_Görev talimatı_
Aşağıdaki listede "green" sözcüğünü içeren bütün satırları lütfen listeleyin.

_Satırlar_

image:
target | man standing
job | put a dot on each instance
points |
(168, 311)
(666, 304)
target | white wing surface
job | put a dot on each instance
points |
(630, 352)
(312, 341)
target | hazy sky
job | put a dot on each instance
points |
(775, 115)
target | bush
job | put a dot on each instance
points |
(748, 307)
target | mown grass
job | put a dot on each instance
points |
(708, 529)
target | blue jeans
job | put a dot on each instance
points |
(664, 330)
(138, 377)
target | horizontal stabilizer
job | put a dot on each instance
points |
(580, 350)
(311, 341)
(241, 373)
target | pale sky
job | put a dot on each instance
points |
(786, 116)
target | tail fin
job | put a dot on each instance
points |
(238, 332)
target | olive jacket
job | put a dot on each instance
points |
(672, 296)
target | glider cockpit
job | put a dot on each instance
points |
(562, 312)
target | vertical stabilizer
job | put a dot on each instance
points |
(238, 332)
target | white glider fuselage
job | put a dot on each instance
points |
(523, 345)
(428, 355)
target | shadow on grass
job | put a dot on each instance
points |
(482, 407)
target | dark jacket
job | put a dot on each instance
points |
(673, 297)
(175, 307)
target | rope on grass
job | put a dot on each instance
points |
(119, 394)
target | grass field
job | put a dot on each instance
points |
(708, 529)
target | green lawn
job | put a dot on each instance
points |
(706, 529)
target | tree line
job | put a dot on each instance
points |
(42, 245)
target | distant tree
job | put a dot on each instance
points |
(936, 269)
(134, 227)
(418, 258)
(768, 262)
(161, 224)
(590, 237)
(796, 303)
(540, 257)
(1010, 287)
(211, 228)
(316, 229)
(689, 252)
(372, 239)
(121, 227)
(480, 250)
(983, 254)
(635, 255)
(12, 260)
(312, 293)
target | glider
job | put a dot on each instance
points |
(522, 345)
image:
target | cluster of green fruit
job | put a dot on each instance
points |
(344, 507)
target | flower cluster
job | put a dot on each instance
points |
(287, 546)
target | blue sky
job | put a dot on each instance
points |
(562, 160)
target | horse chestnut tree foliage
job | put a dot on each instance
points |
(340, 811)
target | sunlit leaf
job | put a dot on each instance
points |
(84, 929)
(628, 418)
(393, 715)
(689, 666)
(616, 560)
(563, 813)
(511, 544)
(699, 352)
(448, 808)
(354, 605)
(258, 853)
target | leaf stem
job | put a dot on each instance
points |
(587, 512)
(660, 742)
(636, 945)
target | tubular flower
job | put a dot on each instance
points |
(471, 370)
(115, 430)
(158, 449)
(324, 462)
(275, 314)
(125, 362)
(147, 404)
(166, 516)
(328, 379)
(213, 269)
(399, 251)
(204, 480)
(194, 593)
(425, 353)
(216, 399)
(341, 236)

==

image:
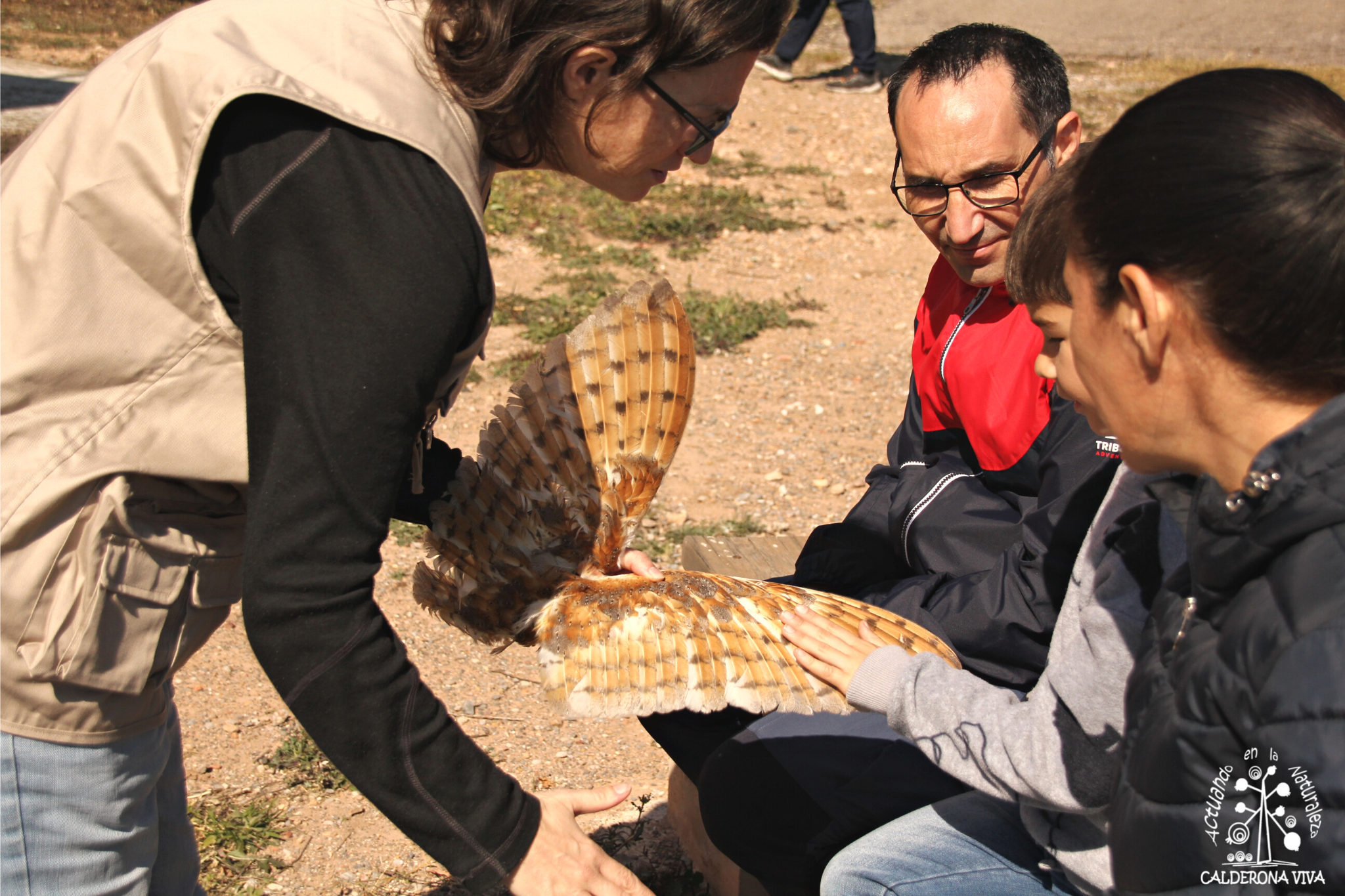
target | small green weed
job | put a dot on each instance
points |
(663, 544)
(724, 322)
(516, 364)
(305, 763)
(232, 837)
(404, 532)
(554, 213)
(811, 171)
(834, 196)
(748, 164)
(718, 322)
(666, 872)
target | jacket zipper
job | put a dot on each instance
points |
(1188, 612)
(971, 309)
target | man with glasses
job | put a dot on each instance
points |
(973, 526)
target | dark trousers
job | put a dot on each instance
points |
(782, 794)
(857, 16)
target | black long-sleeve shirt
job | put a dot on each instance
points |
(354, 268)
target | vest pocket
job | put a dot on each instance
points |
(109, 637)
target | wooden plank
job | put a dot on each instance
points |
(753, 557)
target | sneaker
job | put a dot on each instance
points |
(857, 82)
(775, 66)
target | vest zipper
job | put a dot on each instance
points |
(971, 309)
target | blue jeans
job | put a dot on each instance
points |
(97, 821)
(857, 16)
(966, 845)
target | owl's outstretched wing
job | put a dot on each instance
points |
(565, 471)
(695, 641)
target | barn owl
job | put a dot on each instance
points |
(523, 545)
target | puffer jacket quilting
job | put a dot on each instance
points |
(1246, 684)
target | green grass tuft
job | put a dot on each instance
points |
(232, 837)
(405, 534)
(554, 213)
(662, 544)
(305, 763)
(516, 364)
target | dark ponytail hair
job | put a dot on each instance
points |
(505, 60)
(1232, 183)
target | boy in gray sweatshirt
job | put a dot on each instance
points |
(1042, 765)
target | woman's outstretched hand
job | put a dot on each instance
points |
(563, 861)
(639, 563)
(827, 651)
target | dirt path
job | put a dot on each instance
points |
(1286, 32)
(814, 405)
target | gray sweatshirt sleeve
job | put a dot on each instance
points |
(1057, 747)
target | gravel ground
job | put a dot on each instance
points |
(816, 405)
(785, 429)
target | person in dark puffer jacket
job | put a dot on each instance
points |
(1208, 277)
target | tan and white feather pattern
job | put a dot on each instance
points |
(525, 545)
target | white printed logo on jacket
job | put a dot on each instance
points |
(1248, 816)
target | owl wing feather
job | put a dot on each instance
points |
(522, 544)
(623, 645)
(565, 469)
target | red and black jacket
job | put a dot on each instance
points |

_Alıştırmanın cevabı_
target | green lawn
target | cluster of green fruit
target | small green weed
target | green grass tuft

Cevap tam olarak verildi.